(AIM) Return every line in the data below that contains the word "kite".

•••••

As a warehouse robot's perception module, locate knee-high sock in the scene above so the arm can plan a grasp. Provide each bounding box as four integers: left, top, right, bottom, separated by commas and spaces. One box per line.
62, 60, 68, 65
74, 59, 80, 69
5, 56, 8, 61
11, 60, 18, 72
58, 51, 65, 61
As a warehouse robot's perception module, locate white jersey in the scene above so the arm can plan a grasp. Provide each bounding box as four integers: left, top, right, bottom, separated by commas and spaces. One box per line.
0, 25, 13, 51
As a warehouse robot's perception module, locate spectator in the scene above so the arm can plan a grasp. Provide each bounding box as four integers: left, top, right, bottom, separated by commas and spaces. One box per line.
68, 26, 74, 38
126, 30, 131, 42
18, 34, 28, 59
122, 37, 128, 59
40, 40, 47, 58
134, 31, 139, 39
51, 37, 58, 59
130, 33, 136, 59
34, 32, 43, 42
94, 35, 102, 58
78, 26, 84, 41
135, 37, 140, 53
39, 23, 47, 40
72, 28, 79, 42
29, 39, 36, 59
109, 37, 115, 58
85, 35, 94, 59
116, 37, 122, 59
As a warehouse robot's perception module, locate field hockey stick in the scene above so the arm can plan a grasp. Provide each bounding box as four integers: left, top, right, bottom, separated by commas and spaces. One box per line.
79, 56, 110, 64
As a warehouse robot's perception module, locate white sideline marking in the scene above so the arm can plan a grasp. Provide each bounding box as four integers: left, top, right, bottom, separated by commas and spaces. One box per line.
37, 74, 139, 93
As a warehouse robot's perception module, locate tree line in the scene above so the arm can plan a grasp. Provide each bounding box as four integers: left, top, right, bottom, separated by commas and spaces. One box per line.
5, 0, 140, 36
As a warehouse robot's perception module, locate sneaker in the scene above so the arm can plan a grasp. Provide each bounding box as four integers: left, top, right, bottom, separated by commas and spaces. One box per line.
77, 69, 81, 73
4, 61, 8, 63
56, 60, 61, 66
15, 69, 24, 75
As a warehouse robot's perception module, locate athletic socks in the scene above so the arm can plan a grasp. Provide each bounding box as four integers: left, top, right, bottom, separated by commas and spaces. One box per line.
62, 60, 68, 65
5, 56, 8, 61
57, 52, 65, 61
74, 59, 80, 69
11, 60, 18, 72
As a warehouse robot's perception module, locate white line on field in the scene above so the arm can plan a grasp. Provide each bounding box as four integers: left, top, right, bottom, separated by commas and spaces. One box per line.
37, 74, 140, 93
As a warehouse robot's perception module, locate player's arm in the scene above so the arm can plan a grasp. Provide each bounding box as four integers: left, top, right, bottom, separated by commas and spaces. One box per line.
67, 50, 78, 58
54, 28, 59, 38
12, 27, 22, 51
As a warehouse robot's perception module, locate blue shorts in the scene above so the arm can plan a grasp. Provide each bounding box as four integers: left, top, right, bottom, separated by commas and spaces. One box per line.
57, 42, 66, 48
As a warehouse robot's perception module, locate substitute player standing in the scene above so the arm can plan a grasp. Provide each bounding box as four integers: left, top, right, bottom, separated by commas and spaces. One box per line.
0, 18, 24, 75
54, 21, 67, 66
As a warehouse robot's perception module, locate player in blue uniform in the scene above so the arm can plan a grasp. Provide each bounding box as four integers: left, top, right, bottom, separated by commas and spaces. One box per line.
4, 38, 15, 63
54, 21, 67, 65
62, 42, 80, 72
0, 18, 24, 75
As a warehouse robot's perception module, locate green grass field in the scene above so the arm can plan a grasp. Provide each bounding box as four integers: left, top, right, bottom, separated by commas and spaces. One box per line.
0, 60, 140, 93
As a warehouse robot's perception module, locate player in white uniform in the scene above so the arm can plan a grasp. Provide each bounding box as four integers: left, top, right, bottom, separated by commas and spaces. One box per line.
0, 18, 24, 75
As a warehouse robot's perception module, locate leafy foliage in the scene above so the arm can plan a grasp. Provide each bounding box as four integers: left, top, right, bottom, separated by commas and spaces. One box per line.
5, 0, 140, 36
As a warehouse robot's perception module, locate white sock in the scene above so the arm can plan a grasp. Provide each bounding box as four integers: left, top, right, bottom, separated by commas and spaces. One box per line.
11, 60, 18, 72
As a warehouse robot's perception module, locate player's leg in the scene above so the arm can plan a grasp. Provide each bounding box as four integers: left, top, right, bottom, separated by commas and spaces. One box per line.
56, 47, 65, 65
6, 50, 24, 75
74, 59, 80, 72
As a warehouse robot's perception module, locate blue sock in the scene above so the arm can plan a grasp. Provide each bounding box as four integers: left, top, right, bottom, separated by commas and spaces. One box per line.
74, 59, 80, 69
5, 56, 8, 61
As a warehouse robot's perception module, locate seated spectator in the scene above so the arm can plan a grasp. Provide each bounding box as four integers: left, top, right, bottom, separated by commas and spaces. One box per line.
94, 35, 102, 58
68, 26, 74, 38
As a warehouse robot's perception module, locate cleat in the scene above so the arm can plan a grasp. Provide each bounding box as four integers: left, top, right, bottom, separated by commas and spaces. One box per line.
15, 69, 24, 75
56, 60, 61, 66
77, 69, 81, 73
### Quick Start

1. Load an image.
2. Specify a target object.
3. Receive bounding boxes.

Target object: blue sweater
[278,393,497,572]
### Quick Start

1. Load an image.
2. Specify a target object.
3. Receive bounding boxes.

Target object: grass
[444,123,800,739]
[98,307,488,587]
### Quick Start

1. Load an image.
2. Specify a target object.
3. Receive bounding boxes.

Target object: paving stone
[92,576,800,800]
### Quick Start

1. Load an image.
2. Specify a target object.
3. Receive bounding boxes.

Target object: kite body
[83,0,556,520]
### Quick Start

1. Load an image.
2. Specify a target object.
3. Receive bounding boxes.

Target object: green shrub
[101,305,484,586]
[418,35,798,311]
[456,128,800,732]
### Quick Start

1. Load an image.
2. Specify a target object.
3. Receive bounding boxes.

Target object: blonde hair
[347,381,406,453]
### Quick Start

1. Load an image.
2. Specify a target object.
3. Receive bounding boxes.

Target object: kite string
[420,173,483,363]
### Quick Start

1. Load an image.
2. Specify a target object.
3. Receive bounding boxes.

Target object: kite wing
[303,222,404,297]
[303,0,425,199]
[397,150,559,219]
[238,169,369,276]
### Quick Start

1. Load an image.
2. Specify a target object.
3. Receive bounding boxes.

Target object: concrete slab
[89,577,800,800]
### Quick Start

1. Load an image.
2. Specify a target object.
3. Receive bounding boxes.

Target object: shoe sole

•••••

(EXERCISE RESULT)
Target object: kite body
Target object: kite string
Target object: kite wing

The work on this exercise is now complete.